Textauszug =
·····

Ich habe selten in meinem Leben so intensiv gelernt wie in der vergangenen Woche. „Technologien der audiovisuellen Medien“: Als ich den Kurs von Deutschland aus belegt habe, hielt ich ihn für den einfachsten in meinem Stundenplan. In den letzten Tagen sollte ich diese Meinung ändern. Doch am Ende kam alles anders als erwartet.

Ein Uni Collegeblock

Wir sind eine sechsköpfige Arbeitsgruppe im Kurs „Technologien der audiovisuellen Medien“ – Gruppe 2B. Im Laufe des Semesters haben wir zusammen mehrere Praxisaufgaben absolviert, aber das beschreibe ich im nächsten Artikel etwas ausführlicher. Wichtig ist gerade nur, dass diese Gruppe 2B nicht mit einer Klausur gerechnet hatte – und dass sie echt nervös wurde, als der Professor den Termin veröffentlichte. Innerhalb von sieben Tagen sollte es soweit sein.

·····

Datenteil =
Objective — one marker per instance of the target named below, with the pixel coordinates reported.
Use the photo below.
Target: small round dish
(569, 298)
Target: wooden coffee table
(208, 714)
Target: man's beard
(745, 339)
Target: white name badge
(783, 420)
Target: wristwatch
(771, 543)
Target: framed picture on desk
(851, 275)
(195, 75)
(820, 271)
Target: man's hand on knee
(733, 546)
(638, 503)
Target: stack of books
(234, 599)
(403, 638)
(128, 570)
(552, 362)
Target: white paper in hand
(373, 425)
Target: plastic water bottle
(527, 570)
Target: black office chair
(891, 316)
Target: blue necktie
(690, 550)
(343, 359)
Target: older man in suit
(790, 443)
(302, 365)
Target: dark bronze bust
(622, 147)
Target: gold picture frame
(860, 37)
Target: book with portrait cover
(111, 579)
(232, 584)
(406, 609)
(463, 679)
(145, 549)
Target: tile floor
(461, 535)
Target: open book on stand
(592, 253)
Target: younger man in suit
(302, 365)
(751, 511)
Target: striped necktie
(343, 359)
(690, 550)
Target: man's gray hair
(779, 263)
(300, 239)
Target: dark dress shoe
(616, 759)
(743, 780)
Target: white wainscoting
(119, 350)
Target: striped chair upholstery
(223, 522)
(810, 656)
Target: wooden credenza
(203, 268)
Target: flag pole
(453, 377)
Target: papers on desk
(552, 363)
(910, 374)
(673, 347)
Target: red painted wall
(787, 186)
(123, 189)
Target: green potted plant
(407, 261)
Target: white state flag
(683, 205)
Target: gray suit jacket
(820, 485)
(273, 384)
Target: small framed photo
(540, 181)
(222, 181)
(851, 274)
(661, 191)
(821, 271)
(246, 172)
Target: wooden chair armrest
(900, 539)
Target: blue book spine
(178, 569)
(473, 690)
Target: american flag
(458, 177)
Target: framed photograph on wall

·····

Aufgaben =
A - Aus wie vielen Personen besteht die Arbeitsgruppe 2B laut dem Textauszug über die Klausur im Kurs „Technologien der audiovisuellen Medien“?
B - Schreibe den Textauszug über die Klausur im Kurs „Technologien der audiovisuellen Medien“ nach seinem letzten Satz weiter.

Lösungen =
A - Die Arbeitsgruppe 2B besteht aus sechs Personen.

B -
„Wie? Klausur?!“, heißt es im WhatsApp-Chat der Gruppe 2B auf Spanisch. Es folgen eine ganze Reihe anderer Nachrichten, die ich in Weihwasser baden müsste, ehe ich sie in diesem Artikel wiederhole. Ein paar leicht zensierte Auszüge:

„Aber das ist doch ein ****** Praxis-Seminar! Und wir hatten doch wegen diesem **** Corona nur ein ***** Drittel der **** Stunden!!! (wütendes Emoji)“

Das stimmte irgendwie. Aber im „Evus“, der Online-Plattform, die die Universidad de Sevilla nutzt, gab es tatsächlich einen Ordner mit Theorie-Inhalten zum Seminar. Ich öffne den nun zum ersten Mal.

Klick. Klick.

Und ich habe 489 Seiten vor mir.

Sechs Tage in Jogginghose

„Das wird jetzt etwas länger dauern“, denke ich und mache es mir bequem. Beim ersten Durchlesen, das zwei Tage dauert, verstehe ich kein Wort. Ich kriege online zwei Altklausuren in die Finger … und sie sind brutal.

„HMI-Lampen haben eine Farbtemperatur von …

a) 2.800 Kelvin

b) 5.500 Kelvin

c) 4.800 Kelvin“

(Antwort b ist korrekt.)

Die nächsten sechs Tage stehe ich daher quasi nicht vom Schreibtischstuhl auf. Seit ein paar Monaten verzichte ich auf Koffein, aber in dieser Woche mache ich eine Ausnahme. Der Stoff, den der Professor bereitgestellt hat, ist interessant, aber man hätte ihn auch getrost auf vier Semester verteilen können.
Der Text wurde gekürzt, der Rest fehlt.